◆ To do: Format the listing below as a two-column CSV with the headers input and output, starting with the line that contains "Where can the shrub" and going on through the line that contains "<point>416,178</point>". Give each text and the answer that follows it as one row, with each field enclosed in quotation marks and line breaks replaced by spaces.

START Task input

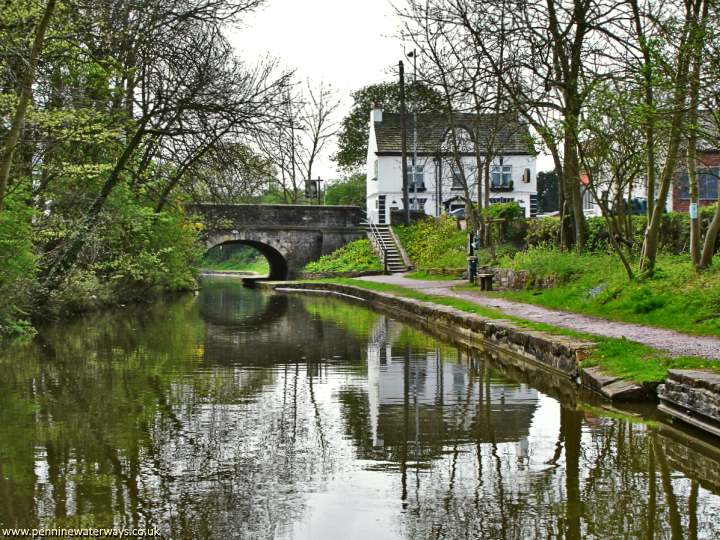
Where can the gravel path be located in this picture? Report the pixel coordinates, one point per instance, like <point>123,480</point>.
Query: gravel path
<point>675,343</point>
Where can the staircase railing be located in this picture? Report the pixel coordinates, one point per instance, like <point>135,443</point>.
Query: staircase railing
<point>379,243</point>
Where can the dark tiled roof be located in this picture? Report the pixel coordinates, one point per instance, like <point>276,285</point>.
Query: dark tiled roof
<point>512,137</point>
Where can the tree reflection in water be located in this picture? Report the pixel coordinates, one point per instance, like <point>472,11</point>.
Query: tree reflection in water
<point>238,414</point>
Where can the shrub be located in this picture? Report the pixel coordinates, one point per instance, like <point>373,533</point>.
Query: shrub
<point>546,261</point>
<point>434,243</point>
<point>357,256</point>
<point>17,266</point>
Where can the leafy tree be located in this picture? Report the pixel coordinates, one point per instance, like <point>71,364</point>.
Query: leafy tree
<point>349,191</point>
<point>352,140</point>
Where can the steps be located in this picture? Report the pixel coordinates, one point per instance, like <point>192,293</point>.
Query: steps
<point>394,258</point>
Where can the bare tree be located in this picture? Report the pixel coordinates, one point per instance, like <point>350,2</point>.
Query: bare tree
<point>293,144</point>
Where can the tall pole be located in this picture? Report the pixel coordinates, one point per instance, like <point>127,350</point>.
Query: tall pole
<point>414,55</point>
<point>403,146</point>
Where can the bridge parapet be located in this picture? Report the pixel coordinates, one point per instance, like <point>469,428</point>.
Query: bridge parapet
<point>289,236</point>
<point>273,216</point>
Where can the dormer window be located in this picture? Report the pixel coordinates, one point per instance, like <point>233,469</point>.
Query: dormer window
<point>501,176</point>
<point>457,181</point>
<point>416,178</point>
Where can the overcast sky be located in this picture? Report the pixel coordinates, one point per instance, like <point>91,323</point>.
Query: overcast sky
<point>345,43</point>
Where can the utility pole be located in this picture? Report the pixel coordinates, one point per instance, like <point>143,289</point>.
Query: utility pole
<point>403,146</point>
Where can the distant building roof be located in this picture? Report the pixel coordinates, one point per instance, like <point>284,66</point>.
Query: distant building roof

END Task input

◆ Correct response:
input,output
"Where can the shrub be located in this picture? Report the pixel coordinates, one point per instance, like <point>373,533</point>. Query: shrub","<point>546,261</point> <point>434,243</point> <point>357,256</point> <point>17,266</point>"
"Where can the leafy tree be located in this picture? Report the pixel coordinates, one point per instance, like <point>71,364</point>. Query: leafy tree","<point>349,191</point> <point>352,140</point>"
"Where can the steps be located in this picture? Report the pixel coordinates, one point per instance, like <point>192,293</point>. Query: steps","<point>394,258</point>"
"Where can the bare tree be located in this picture? Report the pixel coordinates, one point per instance, like <point>350,2</point>. Query: bare tree","<point>293,144</point>"
"Where can the tall pole be located in this picture? Report the pixel coordinates, one point per instance, like <point>127,350</point>. Query: tall pole","<point>414,55</point> <point>403,146</point>"
"Where can the bridge parapet be located in this picture? Report the pixel coordinates, one point per instance, like <point>469,428</point>. Query: bridge parapet","<point>289,236</point> <point>273,216</point>"
"Where can the dormer window be located in this picture? Report the pixel coordinates, one point per instance, like <point>233,469</point>. Query: dormer window","<point>501,176</point> <point>457,181</point> <point>416,178</point>"